Exercise requirements: From the forum thread about running long notebook jobs, return word for word the part that begins with the words containing "That also allows" and ends with "for data storage.".

As I’m starting to work with the larger datasets, my Google Colab functions are taking hours to run and thus disconnecting me in between when I leave my laptop.
Is there another tool out there that can run a jupyter notebook in the background? What are you using?
Thanks!
1 Like
I am using and recommend Kaggle. Not only that you can run for free jupyter notebooks with 4 CPUs and 30GB RAM (max 12 hours run each, 5 notebooks in parallel), but thanks to Kaggle API you can fully automatize your pipeline. On top, there is great community and possibility to learn more from competitions.
I have created a few public notebooks and datasets to simplify first steps for Numerai Tournament participants:
- weekly updated dataset with latest data, so that you do not need to download them each time:
- Example models - typically forks of Numerai example models with improvements for better results:
- Kaggle automation tips:
5 Likes
Thank you! I’ll review this!!!
Thank you! Also a new user exploring ways to train models (turns out my ~10 year old gaming rig can’t handle much past the “small” feature set)
Also using kaggle.com. Highly convenient option
I train it on my local computer and use a batch script to submit dailly.
2 Likes
This is very useful, thank you so much
Some guys are using Rent GPUs | Vast.ai as most price effective GPU option.
1 Like
I found it useful to have my programs periodically save relevant parameters to files. For example with my basic Numerai program I save parameters every 250 iterations to files named by the iteration number (like “XXXXX.mat”, where XXXXX is the iteration number, and “mat” because I use MatLab). In my case 250 iterations represents about 1/2 hour of processing, so there’s not much lost if for some reason or another processing is interrupted.
That also allows you to branch off downstream programs from pretty much where one likes.
FWIW I train my models at home, and the few times (for other projects) I’ve used Colab I used Google Drive for data storage.
This is very useful, thank you so much
I’m experimenting with PaperSpace Gradient. It’s like Colab but with ‘unlimited’ GPUs with monthly subscription. I’m currently trying to build the correct virtual environments on Gradient so the pickled model is consistent with Numerai Evaluation. If it do work well, I’m guessing it would be a solid place for high-ram GPU training!
1 Like

Record extracts:
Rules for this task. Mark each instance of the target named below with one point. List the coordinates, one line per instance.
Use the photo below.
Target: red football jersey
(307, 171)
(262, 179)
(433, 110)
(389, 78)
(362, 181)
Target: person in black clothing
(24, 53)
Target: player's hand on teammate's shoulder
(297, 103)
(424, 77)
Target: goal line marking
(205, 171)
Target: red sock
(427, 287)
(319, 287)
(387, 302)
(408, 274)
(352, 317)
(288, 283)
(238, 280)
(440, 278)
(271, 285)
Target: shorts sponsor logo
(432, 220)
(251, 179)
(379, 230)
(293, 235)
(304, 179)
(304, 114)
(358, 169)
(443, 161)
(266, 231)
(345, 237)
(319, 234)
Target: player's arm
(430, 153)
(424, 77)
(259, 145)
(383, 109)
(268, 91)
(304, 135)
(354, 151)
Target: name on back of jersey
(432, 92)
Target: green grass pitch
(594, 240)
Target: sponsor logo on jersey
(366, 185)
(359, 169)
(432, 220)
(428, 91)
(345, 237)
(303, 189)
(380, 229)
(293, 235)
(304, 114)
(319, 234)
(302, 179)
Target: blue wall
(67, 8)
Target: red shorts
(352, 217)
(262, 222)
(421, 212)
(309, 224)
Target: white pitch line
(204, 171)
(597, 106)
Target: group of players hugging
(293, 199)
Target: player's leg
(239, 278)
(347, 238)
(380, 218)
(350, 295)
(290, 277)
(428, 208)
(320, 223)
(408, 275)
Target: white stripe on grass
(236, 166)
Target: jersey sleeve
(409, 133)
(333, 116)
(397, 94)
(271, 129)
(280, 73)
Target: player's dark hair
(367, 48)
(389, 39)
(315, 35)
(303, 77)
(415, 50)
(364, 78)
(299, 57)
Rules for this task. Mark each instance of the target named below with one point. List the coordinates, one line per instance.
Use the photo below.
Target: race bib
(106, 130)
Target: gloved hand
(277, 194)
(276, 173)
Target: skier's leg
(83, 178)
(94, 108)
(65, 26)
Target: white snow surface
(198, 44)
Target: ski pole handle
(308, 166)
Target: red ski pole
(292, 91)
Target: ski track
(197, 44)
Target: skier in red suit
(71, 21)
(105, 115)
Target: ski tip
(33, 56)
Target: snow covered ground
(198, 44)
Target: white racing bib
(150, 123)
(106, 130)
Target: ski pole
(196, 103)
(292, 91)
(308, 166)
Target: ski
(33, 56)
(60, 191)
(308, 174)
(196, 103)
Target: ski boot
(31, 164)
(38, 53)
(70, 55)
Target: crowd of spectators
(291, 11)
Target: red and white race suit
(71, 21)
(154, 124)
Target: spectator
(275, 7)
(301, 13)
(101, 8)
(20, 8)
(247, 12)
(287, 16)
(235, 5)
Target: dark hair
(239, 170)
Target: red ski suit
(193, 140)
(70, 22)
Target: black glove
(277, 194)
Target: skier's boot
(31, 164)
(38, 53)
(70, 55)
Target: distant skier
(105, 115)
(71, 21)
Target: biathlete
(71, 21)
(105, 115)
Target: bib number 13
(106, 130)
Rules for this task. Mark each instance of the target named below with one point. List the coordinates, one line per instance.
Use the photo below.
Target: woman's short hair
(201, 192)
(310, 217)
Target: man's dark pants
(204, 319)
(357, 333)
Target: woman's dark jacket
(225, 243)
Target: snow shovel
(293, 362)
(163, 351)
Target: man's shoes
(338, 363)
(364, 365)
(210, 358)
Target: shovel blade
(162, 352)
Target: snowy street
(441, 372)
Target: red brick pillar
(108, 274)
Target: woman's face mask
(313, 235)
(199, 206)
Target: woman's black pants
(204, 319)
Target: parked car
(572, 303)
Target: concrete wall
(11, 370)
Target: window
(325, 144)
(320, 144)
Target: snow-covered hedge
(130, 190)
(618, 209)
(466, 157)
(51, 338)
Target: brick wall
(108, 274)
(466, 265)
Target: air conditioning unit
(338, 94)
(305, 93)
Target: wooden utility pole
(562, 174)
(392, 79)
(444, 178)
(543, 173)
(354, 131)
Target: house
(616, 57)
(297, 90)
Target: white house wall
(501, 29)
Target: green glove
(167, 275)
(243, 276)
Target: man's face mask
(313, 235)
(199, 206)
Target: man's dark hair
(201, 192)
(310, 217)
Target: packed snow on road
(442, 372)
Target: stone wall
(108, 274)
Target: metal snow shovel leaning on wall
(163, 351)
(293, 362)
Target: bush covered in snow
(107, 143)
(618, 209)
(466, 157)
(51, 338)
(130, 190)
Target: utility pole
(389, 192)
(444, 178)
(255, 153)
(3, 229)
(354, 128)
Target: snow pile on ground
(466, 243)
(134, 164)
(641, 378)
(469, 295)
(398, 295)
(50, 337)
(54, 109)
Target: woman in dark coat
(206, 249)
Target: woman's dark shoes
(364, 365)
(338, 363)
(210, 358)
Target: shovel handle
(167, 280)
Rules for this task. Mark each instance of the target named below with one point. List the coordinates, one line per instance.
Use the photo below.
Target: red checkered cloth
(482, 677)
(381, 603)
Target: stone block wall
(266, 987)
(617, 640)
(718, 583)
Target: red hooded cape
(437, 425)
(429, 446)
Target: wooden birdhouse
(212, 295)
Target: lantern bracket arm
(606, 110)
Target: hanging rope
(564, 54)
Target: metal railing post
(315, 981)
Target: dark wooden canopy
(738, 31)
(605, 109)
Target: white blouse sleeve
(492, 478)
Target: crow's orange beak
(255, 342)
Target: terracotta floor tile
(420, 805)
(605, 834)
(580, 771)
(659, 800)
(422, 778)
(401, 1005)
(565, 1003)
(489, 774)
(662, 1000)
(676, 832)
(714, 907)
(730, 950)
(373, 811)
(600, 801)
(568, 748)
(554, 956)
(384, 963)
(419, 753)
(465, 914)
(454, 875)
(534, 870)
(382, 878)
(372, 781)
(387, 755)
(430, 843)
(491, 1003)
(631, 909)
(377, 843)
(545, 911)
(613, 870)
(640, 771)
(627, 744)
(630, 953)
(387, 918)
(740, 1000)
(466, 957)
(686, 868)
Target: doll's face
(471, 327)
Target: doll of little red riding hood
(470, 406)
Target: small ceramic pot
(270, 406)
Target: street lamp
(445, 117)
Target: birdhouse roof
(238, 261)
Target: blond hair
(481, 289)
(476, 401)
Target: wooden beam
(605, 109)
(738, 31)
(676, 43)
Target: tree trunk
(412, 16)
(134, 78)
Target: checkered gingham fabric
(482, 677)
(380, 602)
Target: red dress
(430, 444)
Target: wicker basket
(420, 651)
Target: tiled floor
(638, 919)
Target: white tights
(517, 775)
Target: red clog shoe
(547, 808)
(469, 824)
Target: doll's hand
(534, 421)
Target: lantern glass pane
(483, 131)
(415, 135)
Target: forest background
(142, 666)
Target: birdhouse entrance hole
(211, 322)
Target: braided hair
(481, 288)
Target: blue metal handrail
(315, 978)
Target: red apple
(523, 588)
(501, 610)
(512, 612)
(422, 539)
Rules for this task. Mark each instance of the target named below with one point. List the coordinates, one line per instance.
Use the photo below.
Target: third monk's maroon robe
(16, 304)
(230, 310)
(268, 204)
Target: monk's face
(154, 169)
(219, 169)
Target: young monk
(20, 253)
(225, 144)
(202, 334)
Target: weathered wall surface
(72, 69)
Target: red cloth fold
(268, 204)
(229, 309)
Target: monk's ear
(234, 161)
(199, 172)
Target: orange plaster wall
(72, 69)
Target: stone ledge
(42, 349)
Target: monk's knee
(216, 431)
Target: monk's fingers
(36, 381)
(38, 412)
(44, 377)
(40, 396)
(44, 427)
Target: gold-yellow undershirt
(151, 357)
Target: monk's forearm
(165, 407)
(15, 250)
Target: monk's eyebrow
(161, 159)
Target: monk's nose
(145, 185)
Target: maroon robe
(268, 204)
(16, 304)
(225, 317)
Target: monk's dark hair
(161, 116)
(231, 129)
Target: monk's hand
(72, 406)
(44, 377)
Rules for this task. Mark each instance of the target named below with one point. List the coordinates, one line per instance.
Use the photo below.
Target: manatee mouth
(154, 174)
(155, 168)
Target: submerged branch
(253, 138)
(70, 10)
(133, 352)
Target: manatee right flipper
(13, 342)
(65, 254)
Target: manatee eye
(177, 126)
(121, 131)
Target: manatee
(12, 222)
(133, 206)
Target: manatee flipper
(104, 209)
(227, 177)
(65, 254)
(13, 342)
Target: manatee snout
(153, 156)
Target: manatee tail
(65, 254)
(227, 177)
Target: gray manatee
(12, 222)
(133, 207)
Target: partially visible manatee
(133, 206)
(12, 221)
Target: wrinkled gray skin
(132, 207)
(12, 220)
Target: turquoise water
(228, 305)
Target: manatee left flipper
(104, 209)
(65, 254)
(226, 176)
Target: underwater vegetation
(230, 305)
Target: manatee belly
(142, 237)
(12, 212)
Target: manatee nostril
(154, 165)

Finished answer:
That also allows you to branch off downstream programs from pretty much where one likes.
FWIW I train my models at home, and the few times (for other projects) I’ve used Colab I used Google Drive for data storage.